* **Extract**:
These are excerpts from Scott G’s newsletter yesterday:

The most recent migration headlines concern Silicon Valley. The narrative: It sucks and everyone is leaving. Venture capitalists who built their fortunes in the Valley say they’re “over” it. The Bay Area is “crashing” and has become “unhinged” with wokeness. “San Francisco is Detroit and Miami is the future,” claimed a recent VC transplant. Elon Musk relocated Tesla from California to Texas, saying California state laws were “fascist.” Newspapers across the country report on a “tech exodus,” with quotes and anecdotes from aggrieved tech workers. California’s dead. (So is New York.) Tech’s moving to Texas and Florida, and the money will follow.

We’ve been to this movie before — it’s called bullshit. In 2005, Silicon Valley was losing its edge and hemorrhaging jobs. In 2009 it was shrinking, on the brink of death. In 2010 it was on the brink of death again. In 2012 the Golden Age of the Valley was over. In 2014, San Francisco was declared the next Detroit. However, the next Detroit has HQs within a 15 mile radius whose combined market caps rival the GDP of Germany and Japan combined. I know, apples/oranges … both are fruit. You get the idea.

Ninety-seven percent of startups stayed in the Bay Area in 2020. Of the 1.2% that moved, a fifth went somewhere else in California, and another fifth went to New York. The Valley still dominates the startup scene. Last year firms domiciled in the Bay Area received over a third of total U.S. venture capital funding. Austin and Miami received 1.5% and 1.4%, respectively — less than Seattle, Philadelphia, or D.C. I don’t believe a city can sustain a robust technology sector unless it has a world-class engineering school (e.g., Berkeley, Stanford, etc.). Also, declining quality of life and overwhelmed infrastructure is an apt descriptor of … Miami. And Miami’s population actually declined in 2021.

* **Provided material**:

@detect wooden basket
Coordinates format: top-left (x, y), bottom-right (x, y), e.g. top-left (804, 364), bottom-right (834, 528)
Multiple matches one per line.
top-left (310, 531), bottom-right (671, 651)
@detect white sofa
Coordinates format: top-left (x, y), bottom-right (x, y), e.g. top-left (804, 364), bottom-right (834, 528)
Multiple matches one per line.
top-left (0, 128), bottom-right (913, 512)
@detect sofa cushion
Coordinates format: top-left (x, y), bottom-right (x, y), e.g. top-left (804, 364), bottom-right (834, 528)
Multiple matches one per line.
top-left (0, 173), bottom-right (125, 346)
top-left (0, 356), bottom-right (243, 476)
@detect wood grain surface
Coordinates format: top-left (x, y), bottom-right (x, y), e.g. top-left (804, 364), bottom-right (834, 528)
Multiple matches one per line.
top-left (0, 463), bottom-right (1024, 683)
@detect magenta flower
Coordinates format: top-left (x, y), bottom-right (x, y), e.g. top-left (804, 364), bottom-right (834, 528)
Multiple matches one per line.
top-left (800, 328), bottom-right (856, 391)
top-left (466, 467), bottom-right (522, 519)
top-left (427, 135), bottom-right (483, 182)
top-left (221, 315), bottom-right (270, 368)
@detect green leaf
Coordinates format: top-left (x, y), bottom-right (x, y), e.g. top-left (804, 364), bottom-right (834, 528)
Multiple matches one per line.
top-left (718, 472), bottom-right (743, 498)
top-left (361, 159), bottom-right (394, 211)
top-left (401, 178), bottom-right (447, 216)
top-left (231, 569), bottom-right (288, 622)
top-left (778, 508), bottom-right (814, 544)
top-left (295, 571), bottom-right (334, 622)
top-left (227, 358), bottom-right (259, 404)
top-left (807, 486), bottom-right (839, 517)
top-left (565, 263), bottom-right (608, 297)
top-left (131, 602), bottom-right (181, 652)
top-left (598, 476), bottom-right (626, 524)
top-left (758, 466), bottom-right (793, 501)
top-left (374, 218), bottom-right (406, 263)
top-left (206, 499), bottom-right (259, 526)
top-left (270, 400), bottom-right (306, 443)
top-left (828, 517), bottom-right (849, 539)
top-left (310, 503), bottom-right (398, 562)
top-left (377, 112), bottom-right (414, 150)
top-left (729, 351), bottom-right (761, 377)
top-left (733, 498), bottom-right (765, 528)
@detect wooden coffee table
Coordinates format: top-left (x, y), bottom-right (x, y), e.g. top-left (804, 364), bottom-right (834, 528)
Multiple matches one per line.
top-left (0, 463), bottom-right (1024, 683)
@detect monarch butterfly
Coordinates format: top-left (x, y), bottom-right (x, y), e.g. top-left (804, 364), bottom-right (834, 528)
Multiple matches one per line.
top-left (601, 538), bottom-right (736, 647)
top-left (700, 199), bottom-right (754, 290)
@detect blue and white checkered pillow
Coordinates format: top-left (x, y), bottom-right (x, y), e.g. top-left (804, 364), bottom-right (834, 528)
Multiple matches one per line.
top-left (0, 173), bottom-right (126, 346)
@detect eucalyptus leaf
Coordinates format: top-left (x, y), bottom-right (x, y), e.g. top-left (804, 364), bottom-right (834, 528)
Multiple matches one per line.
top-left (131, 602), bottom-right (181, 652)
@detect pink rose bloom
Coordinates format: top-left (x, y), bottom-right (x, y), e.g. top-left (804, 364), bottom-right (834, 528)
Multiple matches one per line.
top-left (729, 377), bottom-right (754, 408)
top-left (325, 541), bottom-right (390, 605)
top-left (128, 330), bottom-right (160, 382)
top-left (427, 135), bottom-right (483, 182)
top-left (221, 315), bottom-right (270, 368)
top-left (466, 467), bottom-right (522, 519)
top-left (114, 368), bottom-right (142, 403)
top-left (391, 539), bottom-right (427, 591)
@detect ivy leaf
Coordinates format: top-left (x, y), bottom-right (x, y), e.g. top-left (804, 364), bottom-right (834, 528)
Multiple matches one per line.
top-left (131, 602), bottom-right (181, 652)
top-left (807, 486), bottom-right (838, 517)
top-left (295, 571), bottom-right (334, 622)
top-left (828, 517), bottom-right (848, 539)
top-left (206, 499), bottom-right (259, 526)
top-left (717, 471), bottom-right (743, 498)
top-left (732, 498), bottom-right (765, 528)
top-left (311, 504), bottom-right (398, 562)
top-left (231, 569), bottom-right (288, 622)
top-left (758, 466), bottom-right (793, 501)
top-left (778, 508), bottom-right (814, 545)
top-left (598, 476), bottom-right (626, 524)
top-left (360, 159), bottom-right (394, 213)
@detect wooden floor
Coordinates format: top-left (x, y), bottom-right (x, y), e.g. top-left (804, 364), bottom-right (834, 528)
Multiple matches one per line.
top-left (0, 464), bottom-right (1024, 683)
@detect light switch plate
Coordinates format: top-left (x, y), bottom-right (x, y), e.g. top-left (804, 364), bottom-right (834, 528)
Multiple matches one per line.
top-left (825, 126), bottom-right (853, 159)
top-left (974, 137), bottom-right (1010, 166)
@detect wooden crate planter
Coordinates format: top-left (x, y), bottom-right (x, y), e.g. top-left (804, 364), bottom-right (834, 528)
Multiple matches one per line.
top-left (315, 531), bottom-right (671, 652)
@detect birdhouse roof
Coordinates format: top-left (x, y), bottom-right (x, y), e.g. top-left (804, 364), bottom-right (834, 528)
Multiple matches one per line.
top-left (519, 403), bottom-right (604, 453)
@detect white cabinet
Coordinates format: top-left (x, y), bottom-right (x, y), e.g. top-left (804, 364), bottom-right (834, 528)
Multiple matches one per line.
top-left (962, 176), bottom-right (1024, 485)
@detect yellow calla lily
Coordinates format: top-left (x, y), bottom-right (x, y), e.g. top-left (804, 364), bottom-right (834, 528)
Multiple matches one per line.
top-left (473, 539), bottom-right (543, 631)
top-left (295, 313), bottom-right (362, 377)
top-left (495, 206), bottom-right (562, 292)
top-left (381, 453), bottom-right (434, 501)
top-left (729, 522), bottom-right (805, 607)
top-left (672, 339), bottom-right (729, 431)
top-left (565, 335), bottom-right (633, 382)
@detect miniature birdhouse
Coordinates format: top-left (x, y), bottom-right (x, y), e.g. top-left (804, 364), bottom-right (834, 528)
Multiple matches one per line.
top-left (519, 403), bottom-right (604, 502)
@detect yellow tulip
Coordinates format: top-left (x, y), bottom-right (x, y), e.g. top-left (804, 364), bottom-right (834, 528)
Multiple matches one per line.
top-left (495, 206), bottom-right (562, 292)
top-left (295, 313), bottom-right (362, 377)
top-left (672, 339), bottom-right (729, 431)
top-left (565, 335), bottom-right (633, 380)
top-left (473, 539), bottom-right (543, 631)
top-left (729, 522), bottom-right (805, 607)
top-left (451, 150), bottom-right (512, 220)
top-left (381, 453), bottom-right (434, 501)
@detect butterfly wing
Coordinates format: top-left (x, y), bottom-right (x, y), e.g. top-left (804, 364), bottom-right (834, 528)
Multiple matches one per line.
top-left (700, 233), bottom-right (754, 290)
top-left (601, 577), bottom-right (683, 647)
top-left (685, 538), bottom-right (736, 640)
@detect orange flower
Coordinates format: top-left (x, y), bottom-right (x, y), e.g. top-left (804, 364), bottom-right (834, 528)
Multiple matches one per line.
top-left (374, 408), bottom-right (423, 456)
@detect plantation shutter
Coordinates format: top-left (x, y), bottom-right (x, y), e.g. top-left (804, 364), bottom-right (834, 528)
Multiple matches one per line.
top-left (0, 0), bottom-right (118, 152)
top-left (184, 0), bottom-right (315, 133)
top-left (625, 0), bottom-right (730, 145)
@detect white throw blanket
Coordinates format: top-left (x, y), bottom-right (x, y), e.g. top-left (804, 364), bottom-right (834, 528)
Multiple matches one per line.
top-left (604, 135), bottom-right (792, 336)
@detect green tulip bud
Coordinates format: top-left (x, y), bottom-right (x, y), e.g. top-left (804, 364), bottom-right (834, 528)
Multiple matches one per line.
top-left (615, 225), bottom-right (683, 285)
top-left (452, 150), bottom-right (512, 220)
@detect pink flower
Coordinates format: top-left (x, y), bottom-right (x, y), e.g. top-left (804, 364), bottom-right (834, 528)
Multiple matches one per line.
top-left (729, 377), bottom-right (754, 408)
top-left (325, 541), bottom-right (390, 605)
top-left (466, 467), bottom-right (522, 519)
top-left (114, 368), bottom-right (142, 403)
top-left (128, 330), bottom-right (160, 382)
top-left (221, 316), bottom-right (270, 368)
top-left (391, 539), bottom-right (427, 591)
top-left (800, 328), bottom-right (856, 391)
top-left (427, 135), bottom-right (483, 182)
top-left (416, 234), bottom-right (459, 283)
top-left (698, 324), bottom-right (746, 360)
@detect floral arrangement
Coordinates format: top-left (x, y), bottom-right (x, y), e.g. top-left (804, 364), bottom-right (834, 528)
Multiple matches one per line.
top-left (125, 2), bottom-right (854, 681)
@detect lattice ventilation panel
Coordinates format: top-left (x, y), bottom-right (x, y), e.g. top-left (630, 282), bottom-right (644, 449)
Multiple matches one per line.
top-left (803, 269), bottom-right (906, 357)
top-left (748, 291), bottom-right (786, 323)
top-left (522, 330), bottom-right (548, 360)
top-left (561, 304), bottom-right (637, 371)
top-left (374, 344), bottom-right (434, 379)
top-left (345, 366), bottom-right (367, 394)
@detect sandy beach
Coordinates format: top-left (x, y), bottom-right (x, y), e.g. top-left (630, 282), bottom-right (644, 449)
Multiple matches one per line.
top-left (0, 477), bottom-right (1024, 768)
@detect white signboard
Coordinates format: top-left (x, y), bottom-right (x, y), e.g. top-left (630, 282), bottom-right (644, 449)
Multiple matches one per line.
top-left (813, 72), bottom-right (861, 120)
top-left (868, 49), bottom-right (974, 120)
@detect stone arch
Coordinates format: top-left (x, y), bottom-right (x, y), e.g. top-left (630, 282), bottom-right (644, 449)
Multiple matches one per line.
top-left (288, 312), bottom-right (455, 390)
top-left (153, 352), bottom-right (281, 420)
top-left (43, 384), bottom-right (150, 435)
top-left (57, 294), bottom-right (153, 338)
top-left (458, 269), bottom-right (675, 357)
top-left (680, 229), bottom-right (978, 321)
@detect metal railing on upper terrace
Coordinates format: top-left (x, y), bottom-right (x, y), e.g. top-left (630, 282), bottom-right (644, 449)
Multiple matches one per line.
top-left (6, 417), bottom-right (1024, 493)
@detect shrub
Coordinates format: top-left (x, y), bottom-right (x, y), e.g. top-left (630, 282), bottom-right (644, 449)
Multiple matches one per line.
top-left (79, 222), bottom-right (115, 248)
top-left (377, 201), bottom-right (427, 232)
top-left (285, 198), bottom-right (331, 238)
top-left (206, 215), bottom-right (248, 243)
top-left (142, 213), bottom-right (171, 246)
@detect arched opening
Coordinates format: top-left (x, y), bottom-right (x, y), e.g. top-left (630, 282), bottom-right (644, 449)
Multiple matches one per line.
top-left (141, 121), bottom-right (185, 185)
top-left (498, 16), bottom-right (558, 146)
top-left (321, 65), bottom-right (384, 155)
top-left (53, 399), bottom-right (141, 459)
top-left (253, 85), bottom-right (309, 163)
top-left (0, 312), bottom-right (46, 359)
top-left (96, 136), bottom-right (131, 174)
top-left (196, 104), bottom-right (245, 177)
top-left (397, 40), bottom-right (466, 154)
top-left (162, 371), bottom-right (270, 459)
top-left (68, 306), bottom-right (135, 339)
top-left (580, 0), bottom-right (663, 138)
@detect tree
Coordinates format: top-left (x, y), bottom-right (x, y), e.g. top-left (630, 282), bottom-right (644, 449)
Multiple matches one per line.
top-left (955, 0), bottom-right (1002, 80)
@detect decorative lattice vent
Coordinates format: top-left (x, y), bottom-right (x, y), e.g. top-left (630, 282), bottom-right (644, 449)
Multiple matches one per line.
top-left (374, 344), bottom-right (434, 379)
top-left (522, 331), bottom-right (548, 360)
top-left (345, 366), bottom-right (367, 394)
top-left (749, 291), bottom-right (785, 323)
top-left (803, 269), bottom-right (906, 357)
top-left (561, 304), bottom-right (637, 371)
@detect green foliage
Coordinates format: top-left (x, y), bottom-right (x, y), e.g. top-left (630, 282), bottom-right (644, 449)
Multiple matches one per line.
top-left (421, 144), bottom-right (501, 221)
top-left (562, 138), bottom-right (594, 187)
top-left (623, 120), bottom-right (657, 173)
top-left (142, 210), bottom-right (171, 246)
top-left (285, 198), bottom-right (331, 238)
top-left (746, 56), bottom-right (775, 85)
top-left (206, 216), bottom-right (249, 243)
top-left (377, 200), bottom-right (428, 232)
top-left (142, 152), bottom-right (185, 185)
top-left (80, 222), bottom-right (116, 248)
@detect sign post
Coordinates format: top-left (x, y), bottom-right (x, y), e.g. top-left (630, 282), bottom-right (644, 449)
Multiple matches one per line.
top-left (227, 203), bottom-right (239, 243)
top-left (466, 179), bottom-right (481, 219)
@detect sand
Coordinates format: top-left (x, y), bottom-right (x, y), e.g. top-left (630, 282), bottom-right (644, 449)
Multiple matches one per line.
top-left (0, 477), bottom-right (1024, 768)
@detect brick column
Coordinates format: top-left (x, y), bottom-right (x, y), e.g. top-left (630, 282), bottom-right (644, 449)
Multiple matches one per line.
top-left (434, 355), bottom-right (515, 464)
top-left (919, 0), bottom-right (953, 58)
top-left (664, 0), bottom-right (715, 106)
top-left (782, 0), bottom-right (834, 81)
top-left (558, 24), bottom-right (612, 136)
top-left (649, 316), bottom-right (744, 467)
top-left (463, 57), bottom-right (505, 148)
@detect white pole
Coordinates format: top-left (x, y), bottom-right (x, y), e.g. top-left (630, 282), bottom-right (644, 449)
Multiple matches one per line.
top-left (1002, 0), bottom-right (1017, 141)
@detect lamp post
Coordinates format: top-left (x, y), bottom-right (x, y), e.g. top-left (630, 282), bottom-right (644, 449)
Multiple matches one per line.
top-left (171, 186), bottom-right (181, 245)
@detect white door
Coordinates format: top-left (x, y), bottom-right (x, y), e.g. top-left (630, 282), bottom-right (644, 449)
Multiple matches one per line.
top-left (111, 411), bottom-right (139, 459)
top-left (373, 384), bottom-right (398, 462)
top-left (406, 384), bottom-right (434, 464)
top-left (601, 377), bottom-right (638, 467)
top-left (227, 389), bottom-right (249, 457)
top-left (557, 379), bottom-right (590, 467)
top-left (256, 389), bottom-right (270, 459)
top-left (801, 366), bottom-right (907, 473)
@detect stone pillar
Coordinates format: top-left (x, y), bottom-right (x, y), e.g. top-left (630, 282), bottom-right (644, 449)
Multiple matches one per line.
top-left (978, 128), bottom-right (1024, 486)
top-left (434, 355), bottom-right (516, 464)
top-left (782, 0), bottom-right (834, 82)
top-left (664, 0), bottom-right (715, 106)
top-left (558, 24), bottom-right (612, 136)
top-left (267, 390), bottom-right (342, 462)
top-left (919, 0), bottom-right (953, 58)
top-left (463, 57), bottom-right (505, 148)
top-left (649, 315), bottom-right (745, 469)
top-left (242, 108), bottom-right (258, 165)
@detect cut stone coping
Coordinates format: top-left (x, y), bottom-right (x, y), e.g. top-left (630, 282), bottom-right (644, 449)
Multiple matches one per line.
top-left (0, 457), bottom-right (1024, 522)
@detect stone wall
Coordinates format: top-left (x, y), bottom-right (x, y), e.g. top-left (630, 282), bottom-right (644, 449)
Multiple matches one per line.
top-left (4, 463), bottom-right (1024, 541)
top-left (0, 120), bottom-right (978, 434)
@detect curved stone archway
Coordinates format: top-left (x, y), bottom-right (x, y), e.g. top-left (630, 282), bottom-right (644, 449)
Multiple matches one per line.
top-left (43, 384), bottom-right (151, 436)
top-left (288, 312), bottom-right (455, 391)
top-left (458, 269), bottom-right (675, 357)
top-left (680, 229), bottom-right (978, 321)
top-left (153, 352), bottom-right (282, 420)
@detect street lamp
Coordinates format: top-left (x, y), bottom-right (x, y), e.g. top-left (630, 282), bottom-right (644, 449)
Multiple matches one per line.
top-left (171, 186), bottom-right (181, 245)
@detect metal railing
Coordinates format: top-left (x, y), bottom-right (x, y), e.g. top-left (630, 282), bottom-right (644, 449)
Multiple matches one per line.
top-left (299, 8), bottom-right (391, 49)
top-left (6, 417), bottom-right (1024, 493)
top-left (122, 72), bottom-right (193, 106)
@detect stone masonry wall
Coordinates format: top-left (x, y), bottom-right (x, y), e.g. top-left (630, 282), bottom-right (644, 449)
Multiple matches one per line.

* **Task objective**: Continue the newsletter excerpt on Silicon Valley's supposed decline, picking up after its last sentence.

* **Output of the task**:
The tech exodus narrative is a distraction. The real domestic migration trend is…..less migration. Specifically, people aren’t moving. In 1948 roughly a fifth of Americans changed residences. That number has been steadily declining since. During the pandemic, we read opinion pieces about everyone quitting their job and moving to Maine. There was a feeling that migration habits were changing; in reality the song remains (increasingly) the same. In 2021, only 8.4% of Americans moved — an all-time low.

It’s been happening for several decades, though nobody can figure out why. An aging population and a younger cohort described as the “complacent generation” are factors, but there must be more. Lack of portable health care and a decline in the lifestyle once sought in the West could also be explainers. My theory is that, like everything else, mobility has become a luxury item costs can only be borne by college grads (who are themselves increasingly anchored by student loan debt).

The problem isn’t that a tech Karen is leaving the Bay Area, it’s that not enough people are leaving any area. “Remote Work” should be called “Work from Home” as it’s decreasingly remote, just at home. Six in 10 people who move stay within their county; eight in 10 stay in-state.